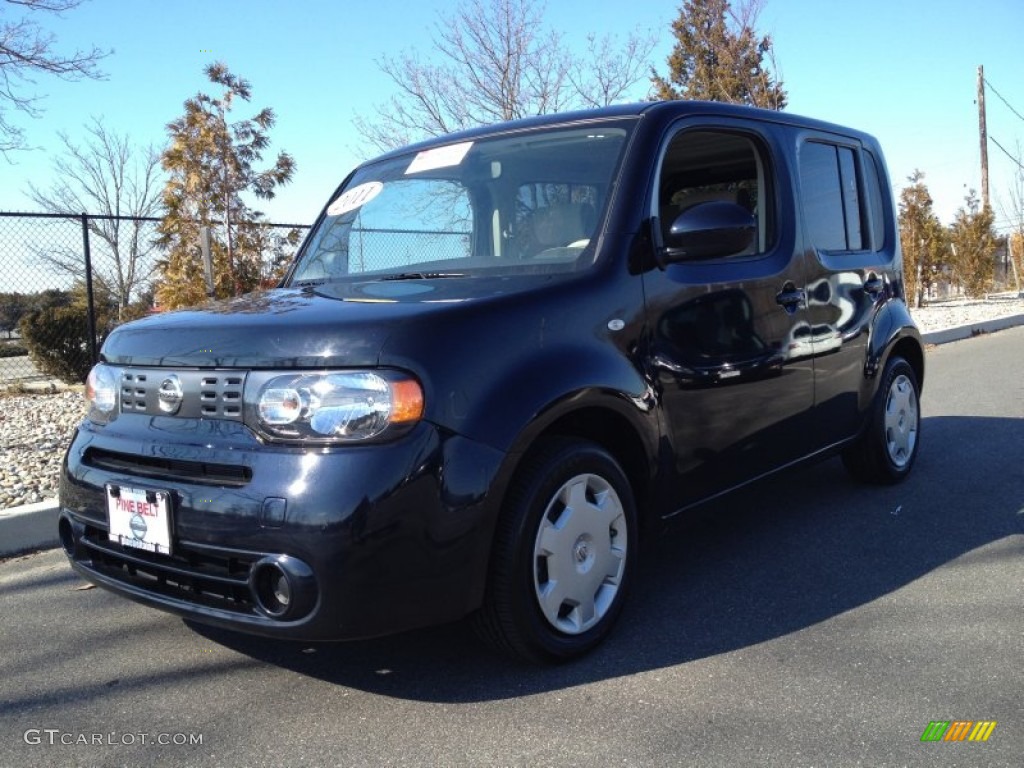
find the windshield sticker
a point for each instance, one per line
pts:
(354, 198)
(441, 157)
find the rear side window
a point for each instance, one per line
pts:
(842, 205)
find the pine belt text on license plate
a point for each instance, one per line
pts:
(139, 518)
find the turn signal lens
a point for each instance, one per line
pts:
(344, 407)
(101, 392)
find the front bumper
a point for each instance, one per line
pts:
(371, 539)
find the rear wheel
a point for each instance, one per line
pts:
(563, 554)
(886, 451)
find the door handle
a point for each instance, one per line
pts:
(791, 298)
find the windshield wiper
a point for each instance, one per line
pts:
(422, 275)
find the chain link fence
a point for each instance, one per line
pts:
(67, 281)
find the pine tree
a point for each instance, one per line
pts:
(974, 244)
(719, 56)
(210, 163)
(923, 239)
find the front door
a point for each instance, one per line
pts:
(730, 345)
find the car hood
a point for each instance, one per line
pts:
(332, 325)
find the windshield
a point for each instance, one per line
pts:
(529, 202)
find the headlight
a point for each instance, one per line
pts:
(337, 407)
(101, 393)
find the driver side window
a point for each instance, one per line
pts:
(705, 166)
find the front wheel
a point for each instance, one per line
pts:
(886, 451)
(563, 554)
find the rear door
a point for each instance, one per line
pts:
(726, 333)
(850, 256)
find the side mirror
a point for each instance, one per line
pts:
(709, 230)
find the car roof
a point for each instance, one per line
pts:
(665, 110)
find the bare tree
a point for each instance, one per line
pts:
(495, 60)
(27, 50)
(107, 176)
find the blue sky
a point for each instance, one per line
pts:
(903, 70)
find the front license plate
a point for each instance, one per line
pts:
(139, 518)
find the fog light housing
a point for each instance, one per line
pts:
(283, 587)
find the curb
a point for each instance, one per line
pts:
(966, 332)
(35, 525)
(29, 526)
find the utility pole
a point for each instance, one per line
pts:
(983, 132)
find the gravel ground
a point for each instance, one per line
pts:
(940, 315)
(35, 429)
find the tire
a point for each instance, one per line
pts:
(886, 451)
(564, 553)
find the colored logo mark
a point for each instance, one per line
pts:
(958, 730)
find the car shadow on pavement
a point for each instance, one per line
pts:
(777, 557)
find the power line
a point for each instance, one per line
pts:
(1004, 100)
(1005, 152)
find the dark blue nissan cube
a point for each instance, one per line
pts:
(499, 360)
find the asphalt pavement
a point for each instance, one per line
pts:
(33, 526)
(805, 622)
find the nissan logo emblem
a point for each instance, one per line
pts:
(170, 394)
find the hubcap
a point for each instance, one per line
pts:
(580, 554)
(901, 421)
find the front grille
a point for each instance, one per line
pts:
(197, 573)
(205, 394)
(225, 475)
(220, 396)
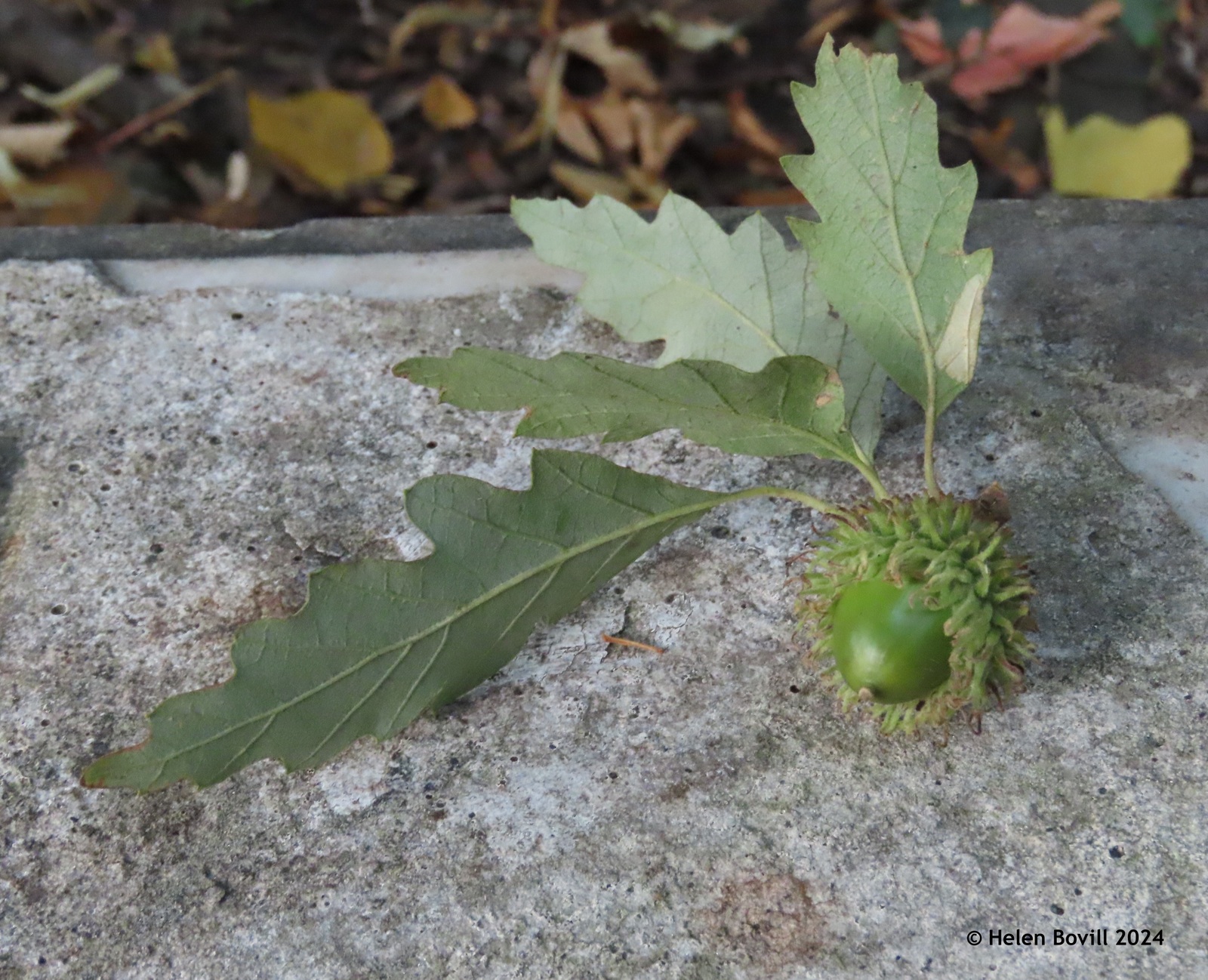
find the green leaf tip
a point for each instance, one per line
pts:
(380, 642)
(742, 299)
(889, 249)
---
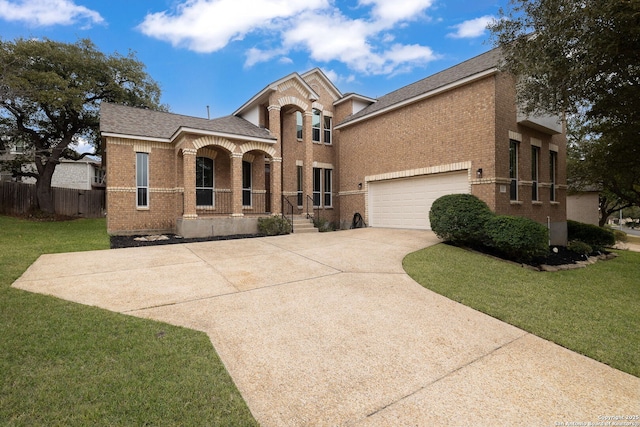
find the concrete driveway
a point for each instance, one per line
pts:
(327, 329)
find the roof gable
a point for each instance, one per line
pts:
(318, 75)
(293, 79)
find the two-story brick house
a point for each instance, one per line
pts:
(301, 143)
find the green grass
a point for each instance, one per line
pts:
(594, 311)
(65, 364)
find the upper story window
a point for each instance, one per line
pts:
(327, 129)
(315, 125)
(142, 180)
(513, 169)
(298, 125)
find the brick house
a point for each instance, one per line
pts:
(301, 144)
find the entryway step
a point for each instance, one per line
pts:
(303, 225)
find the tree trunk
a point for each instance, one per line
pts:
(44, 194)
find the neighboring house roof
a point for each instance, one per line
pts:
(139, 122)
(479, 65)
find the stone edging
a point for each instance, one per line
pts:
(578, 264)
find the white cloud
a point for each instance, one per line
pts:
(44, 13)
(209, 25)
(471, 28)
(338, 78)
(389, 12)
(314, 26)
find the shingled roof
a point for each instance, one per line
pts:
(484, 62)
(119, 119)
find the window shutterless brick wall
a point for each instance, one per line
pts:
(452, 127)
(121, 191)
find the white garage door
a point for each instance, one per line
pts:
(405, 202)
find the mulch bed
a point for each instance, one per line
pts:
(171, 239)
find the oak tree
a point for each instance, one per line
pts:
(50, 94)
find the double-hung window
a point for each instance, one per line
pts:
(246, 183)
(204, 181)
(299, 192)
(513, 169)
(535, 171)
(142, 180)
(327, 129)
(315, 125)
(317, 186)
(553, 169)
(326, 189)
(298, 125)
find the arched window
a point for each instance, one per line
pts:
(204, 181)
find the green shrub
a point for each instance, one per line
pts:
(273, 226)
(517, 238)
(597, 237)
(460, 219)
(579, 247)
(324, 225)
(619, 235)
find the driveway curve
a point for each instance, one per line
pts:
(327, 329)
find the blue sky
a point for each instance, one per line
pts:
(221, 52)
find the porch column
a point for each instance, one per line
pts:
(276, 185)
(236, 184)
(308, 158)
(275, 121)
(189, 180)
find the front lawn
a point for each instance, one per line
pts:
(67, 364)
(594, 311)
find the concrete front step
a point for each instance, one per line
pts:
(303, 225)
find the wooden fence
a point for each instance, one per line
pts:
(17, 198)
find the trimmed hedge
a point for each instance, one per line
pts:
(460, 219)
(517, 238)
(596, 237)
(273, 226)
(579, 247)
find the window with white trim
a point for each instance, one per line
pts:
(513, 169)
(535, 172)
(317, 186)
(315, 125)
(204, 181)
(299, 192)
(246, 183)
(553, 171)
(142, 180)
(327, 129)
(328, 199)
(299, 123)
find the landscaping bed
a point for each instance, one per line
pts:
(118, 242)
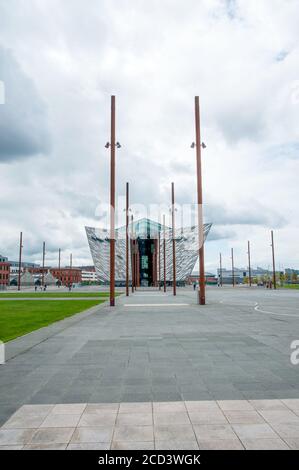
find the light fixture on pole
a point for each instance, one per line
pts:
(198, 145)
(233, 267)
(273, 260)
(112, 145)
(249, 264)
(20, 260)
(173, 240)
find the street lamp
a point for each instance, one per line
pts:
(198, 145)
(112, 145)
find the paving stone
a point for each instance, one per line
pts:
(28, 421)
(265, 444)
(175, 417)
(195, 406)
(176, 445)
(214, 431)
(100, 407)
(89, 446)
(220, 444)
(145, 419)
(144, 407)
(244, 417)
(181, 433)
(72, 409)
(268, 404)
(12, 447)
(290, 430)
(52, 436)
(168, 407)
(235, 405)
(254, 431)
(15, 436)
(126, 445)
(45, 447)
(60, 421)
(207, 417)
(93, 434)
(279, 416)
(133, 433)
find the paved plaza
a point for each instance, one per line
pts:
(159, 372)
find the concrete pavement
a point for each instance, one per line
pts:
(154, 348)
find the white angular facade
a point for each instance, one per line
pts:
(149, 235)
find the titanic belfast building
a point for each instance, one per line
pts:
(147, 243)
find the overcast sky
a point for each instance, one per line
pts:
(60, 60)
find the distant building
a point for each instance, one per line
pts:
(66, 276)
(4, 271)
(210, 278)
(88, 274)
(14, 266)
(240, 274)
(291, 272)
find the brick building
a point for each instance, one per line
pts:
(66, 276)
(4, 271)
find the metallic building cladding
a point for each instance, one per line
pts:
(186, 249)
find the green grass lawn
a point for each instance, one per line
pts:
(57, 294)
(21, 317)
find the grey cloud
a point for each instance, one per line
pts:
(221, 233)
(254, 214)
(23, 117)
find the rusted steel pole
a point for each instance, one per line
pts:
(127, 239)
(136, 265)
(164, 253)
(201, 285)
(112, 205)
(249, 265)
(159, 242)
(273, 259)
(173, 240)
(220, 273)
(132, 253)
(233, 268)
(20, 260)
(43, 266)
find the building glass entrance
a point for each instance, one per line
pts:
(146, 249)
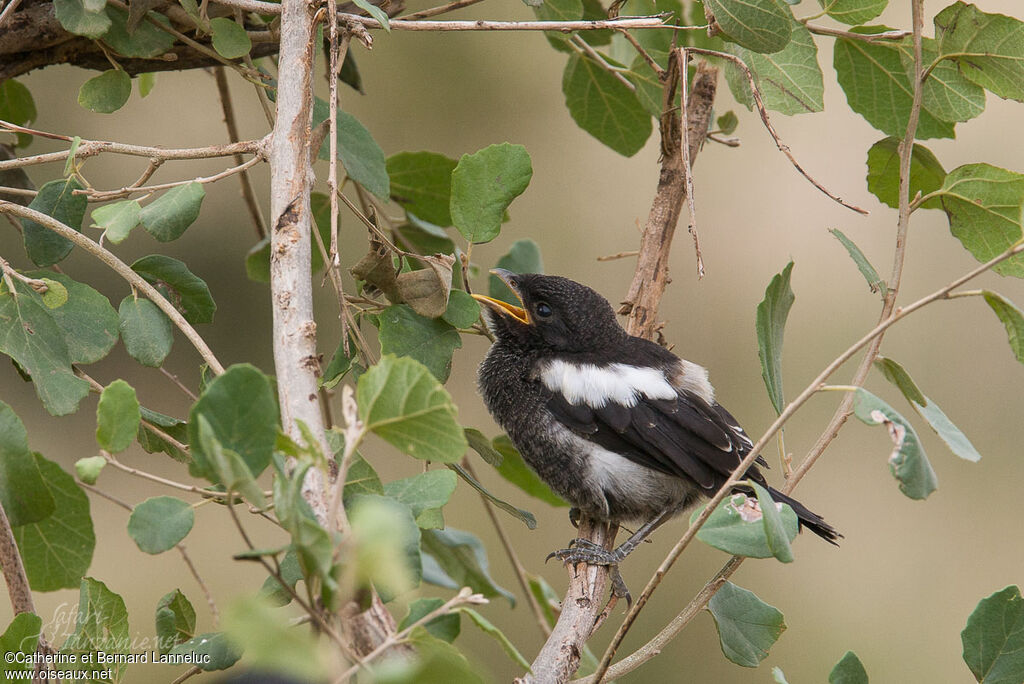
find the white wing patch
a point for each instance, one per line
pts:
* * *
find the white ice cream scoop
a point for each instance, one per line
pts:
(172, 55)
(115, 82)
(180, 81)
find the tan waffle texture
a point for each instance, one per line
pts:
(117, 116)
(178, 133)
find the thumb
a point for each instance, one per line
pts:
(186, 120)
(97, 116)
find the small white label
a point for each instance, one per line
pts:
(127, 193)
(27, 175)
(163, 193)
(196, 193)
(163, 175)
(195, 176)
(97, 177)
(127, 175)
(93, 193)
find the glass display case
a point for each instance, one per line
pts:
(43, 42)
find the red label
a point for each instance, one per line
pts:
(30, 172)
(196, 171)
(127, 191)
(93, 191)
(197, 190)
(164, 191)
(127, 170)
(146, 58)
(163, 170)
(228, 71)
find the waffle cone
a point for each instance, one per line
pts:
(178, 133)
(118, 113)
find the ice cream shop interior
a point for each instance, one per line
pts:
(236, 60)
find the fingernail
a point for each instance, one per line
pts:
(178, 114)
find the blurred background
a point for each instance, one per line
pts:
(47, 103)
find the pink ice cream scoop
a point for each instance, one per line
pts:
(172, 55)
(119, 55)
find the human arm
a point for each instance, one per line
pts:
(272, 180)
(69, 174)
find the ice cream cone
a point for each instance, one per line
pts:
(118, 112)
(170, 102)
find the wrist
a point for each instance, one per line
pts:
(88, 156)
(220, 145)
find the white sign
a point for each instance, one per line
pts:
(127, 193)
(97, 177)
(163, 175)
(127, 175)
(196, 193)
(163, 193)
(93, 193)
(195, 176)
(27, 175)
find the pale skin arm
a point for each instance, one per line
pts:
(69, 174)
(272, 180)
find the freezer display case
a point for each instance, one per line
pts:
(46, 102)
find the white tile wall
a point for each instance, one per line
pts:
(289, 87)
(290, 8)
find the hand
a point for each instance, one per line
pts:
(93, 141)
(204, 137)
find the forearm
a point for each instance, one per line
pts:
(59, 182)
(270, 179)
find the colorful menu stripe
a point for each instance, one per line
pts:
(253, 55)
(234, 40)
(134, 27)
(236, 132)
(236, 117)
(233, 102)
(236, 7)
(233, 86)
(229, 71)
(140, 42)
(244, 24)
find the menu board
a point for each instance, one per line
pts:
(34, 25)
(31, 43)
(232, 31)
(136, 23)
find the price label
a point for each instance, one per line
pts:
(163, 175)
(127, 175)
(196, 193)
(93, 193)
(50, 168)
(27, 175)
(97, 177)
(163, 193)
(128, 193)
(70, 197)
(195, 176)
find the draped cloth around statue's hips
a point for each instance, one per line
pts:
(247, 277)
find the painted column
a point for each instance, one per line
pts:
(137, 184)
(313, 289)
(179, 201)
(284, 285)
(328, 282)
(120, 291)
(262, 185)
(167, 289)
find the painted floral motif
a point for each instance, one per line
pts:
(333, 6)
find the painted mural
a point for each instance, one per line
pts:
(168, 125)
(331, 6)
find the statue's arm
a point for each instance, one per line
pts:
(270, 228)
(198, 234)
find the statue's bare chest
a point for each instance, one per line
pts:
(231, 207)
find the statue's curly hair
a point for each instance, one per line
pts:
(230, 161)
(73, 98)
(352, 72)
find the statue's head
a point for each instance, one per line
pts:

Aim.
Collect each line of the material that contains the word "display", copying every such line unchanged.

Complete output.
find the glass display case
find the freezer display case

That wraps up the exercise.